Goal of the exercise: Copy the records from their first line through the line that contains "<point>425,209</point>", replacing "marker" with "dot" and leaving everything else unchanged.

Entries drawn from a collection:
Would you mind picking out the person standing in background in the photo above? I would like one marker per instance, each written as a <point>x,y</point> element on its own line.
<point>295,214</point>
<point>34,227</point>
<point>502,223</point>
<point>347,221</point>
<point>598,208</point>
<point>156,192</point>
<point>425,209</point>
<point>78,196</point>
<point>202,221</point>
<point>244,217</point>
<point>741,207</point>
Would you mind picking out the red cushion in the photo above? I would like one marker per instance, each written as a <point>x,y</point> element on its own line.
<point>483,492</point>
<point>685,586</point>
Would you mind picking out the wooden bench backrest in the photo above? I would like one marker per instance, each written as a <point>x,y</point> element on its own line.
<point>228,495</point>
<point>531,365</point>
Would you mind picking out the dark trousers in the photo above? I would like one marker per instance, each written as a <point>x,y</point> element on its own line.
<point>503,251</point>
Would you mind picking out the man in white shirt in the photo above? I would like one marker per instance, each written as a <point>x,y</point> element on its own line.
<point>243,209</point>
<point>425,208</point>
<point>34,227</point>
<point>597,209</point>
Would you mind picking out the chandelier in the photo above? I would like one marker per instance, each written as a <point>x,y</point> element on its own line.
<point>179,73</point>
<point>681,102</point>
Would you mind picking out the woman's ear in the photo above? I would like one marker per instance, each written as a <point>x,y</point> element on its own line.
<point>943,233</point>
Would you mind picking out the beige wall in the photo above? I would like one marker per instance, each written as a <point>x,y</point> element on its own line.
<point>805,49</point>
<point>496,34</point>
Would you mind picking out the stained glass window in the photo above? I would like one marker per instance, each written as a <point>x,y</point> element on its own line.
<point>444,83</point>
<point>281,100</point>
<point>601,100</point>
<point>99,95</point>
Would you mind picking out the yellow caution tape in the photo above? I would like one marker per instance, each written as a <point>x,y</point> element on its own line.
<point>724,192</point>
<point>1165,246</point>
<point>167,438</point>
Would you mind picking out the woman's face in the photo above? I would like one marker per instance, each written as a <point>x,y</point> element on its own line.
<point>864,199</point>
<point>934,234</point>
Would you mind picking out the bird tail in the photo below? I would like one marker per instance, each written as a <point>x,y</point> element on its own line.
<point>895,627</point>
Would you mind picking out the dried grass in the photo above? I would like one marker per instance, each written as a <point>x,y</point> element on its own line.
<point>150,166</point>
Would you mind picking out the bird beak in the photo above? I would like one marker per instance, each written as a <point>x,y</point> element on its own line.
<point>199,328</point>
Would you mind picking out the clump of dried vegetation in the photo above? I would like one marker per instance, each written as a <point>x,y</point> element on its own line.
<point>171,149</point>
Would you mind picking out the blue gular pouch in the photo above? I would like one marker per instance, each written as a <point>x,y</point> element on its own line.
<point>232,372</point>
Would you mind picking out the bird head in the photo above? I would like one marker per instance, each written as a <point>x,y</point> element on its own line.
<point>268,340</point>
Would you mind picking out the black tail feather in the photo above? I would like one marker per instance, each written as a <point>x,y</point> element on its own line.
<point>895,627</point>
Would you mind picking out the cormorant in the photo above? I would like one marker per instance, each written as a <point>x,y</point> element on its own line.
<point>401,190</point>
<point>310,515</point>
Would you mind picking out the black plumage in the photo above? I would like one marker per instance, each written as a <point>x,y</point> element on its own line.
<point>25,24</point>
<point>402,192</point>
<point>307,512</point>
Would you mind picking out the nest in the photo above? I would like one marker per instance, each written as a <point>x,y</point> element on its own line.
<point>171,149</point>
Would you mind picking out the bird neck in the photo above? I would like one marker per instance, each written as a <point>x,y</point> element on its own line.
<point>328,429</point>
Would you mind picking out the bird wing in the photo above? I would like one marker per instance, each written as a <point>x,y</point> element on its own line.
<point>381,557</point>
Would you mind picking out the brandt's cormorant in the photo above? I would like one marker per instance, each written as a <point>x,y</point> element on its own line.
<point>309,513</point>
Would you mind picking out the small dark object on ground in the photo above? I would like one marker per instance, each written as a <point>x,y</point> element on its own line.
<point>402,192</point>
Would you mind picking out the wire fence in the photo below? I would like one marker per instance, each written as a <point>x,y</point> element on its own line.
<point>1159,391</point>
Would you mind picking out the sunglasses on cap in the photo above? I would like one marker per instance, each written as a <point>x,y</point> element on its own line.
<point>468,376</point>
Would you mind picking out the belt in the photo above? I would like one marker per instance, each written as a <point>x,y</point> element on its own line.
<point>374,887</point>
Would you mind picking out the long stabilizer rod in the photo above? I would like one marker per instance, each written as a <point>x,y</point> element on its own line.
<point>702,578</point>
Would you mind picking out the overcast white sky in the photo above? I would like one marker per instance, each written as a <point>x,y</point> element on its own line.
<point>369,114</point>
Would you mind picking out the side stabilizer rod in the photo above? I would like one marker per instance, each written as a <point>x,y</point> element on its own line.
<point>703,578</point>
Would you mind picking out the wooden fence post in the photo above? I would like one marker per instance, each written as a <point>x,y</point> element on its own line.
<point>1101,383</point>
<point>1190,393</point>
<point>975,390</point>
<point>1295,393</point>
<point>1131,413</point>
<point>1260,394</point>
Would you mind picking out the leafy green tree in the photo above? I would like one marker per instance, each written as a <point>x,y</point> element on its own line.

Answer to the task:
Would you mind picking out the person standing in background in the photo above? I would like one dot per instance, each written as a <point>x,y</point> element on its own line.
<point>295,214</point>
<point>34,227</point>
<point>502,223</point>
<point>347,221</point>
<point>598,208</point>
<point>156,192</point>
<point>425,209</point>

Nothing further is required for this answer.